*Data listing*:
▼▼▼

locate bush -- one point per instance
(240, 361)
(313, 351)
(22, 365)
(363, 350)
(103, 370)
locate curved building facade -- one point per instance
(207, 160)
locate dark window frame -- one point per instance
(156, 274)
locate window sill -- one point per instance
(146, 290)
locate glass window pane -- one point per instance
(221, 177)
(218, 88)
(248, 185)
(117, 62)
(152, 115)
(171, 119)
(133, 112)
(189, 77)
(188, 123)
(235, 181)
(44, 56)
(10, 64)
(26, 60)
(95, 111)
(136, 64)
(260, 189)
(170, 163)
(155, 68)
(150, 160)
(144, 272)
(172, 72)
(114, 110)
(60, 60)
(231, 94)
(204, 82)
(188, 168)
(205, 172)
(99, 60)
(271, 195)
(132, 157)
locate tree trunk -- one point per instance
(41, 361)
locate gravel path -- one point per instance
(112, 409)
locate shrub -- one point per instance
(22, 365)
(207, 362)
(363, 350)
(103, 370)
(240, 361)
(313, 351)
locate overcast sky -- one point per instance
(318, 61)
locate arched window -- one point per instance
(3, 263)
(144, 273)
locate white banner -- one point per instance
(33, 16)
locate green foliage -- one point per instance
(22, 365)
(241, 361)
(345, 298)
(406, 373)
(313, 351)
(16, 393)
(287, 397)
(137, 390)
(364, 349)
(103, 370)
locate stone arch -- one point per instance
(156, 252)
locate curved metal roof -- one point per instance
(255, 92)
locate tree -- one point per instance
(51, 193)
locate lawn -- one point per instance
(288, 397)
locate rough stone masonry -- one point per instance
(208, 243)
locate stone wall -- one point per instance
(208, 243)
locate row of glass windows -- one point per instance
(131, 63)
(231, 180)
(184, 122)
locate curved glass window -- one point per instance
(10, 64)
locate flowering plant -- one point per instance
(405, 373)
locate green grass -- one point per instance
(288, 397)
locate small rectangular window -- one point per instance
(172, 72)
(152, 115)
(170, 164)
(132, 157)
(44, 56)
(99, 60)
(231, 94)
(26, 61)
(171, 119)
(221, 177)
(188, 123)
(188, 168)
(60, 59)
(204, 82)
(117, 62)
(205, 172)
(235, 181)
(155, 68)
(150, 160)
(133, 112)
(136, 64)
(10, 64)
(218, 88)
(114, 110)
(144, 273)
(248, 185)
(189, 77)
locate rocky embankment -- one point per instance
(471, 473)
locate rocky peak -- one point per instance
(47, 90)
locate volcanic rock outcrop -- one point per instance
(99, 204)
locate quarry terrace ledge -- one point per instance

▲▲▲

*Work task*: The records above should be restated word for word in their entirety.

*Exercise result*:
locate bush -- one point per instance
(240, 361)
(313, 351)
(22, 365)
(363, 350)
(103, 370)
locate curved building facade -- one point per instance
(207, 160)
locate dark window frame -- one point per instance
(156, 274)
locate window sill -- one point per instance
(146, 290)
locate glass window pane -- one point per instance
(221, 177)
(218, 88)
(248, 185)
(117, 62)
(152, 115)
(171, 119)
(133, 112)
(189, 77)
(188, 123)
(235, 181)
(44, 56)
(10, 64)
(26, 60)
(95, 111)
(136, 64)
(260, 189)
(170, 163)
(155, 68)
(150, 160)
(144, 272)
(172, 72)
(114, 110)
(60, 60)
(231, 94)
(204, 82)
(188, 168)
(205, 172)
(99, 60)
(271, 195)
(132, 157)
locate tree trunk -- one point per instance
(41, 361)
locate gravel path -- one point per instance
(112, 409)
locate shrub -- one point per instance
(22, 365)
(207, 362)
(363, 350)
(103, 370)
(240, 361)
(313, 351)
locate overcast sky -- one point per instance
(318, 61)
locate arched window -- one point per instance
(3, 263)
(144, 273)
locate white banner -- one point per instance
(33, 16)
locate green foliage -- one point per instance
(22, 365)
(241, 361)
(345, 298)
(406, 373)
(313, 351)
(16, 393)
(287, 397)
(137, 390)
(364, 349)
(103, 370)
locate stone arch -- one point per instance
(156, 252)
locate curved metal roof -- one point per instance
(255, 92)
locate tree -- one point per instance
(51, 193)
locate lawn -- one point per instance
(288, 397)
locate rough stone masonry -- one point per instance
(208, 243)
locate stone wall -- one point per instance
(208, 243)
locate row of glass windows -- one point per instance
(131, 63)
(231, 180)
(184, 122)
locate curved glass window -- one point per instance
(10, 64)
locate flowering plant -- one point per instance
(405, 373)
locate green grass -- one point per instance
(288, 397)
locate small rectangular window -- one point per instance
(172, 72)
(152, 115)
(170, 164)
(132, 157)
(44, 56)
(99, 60)
(231, 94)
(26, 61)
(171, 119)
(221, 177)
(188, 123)
(188, 168)
(60, 59)
(204, 82)
(117, 62)
(205, 172)
(235, 181)
(155, 68)
(150, 160)
(133, 112)
(136, 64)
(10, 64)
(218, 88)
(114, 110)
(144, 273)
(248, 185)
(189, 77)
locate rocky embankment -- one point per instance
(471, 473)
locate rocky peak -- one point per instance
(47, 90)
locate volcanic rock outcrop -- one point per instance
(99, 204)
locate quarry terrace ledge -- one point per instance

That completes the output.